#### EXERCISE:
Among the records below, find each line bearing the word "wooden" and copy it.

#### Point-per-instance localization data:
* * *

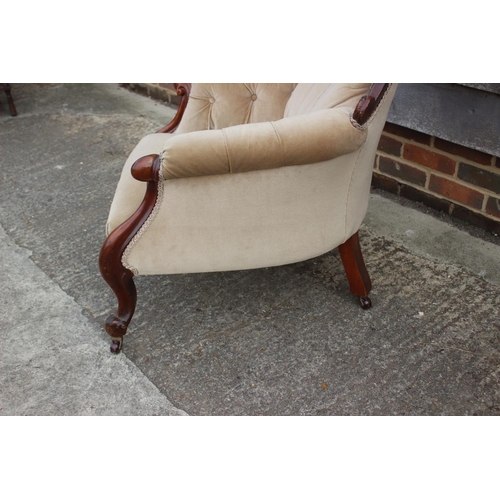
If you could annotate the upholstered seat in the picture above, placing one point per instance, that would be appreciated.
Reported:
(246, 176)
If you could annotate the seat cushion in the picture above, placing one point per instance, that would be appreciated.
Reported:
(219, 105)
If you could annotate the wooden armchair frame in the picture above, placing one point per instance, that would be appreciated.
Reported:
(147, 169)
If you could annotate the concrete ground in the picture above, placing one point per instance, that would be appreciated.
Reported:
(289, 340)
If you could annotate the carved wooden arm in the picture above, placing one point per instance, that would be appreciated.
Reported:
(369, 103)
(183, 90)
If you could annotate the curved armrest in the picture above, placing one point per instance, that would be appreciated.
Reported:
(183, 90)
(297, 140)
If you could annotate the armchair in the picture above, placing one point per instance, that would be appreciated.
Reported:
(246, 176)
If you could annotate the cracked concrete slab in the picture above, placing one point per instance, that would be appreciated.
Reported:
(53, 361)
(289, 340)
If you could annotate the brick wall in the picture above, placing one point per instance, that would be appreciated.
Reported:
(448, 177)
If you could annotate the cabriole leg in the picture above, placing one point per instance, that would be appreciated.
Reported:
(355, 269)
(117, 276)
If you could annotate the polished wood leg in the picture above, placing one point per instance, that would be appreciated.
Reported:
(117, 276)
(355, 269)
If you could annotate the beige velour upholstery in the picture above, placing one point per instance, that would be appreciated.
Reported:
(256, 175)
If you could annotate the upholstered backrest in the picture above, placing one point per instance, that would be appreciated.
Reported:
(219, 105)
(310, 97)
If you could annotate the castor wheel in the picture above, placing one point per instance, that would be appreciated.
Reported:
(116, 345)
(365, 302)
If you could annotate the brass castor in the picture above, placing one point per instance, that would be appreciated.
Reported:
(116, 345)
(365, 302)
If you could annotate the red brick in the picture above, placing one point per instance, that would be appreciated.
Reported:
(380, 181)
(429, 159)
(479, 177)
(493, 206)
(458, 192)
(407, 133)
(389, 145)
(402, 171)
(463, 151)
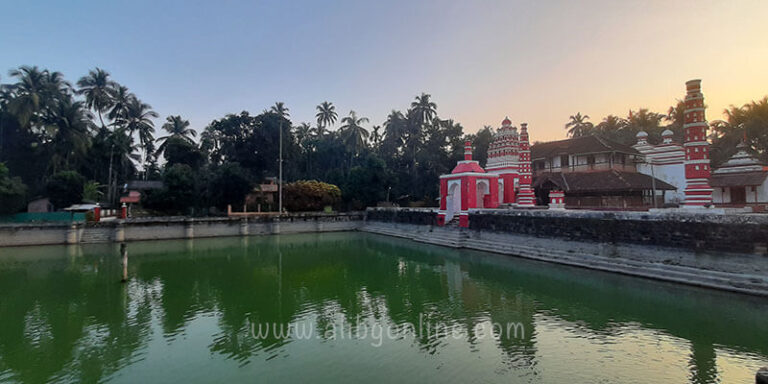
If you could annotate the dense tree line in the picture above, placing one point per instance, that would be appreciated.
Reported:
(85, 140)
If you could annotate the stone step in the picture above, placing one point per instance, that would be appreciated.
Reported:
(96, 235)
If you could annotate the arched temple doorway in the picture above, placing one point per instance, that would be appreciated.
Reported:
(453, 200)
(483, 191)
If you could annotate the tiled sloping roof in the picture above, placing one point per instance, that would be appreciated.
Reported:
(144, 184)
(578, 145)
(611, 180)
(737, 179)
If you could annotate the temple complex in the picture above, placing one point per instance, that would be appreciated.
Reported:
(698, 193)
(591, 172)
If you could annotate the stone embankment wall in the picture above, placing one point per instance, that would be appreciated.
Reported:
(174, 228)
(724, 252)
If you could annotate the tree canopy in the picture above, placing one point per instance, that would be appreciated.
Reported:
(99, 134)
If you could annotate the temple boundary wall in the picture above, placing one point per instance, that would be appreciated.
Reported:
(670, 247)
(164, 228)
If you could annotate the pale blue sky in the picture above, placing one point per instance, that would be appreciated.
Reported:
(536, 61)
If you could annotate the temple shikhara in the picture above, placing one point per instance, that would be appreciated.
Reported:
(591, 172)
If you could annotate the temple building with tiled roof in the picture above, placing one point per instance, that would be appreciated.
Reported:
(595, 173)
(740, 181)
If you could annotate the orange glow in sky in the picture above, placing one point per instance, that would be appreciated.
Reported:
(535, 61)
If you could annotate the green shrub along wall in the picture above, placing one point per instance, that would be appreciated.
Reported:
(404, 216)
(683, 232)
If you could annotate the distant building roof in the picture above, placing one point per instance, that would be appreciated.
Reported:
(611, 180)
(741, 161)
(144, 184)
(737, 179)
(132, 197)
(468, 166)
(577, 146)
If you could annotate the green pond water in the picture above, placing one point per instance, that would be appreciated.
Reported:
(354, 307)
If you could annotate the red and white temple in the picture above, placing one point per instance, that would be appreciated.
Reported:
(591, 172)
(698, 193)
(469, 186)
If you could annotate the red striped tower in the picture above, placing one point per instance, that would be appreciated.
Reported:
(525, 198)
(698, 193)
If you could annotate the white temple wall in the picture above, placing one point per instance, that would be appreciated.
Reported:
(762, 192)
(721, 195)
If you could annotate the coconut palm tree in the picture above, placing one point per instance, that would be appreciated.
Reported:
(303, 134)
(96, 88)
(610, 125)
(326, 115)
(137, 118)
(68, 123)
(28, 96)
(376, 136)
(121, 97)
(353, 134)
(425, 110)
(176, 127)
(578, 125)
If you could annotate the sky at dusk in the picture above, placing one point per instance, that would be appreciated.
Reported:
(534, 61)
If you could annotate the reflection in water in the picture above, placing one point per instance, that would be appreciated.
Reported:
(186, 309)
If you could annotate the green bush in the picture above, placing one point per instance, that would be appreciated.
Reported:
(65, 188)
(12, 192)
(310, 195)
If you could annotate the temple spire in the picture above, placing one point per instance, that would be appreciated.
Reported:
(526, 197)
(698, 193)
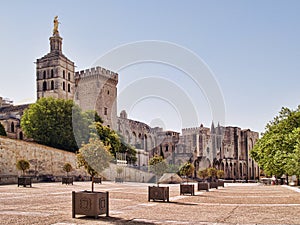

* * *

#### REPLY:
If you could annotate the wooden armchair frame in the picture above, placing one point per instance, that would be appreciated.
If you could annotate the carved wooden arm in the picture above, placing one point per instance, that would be appreciated.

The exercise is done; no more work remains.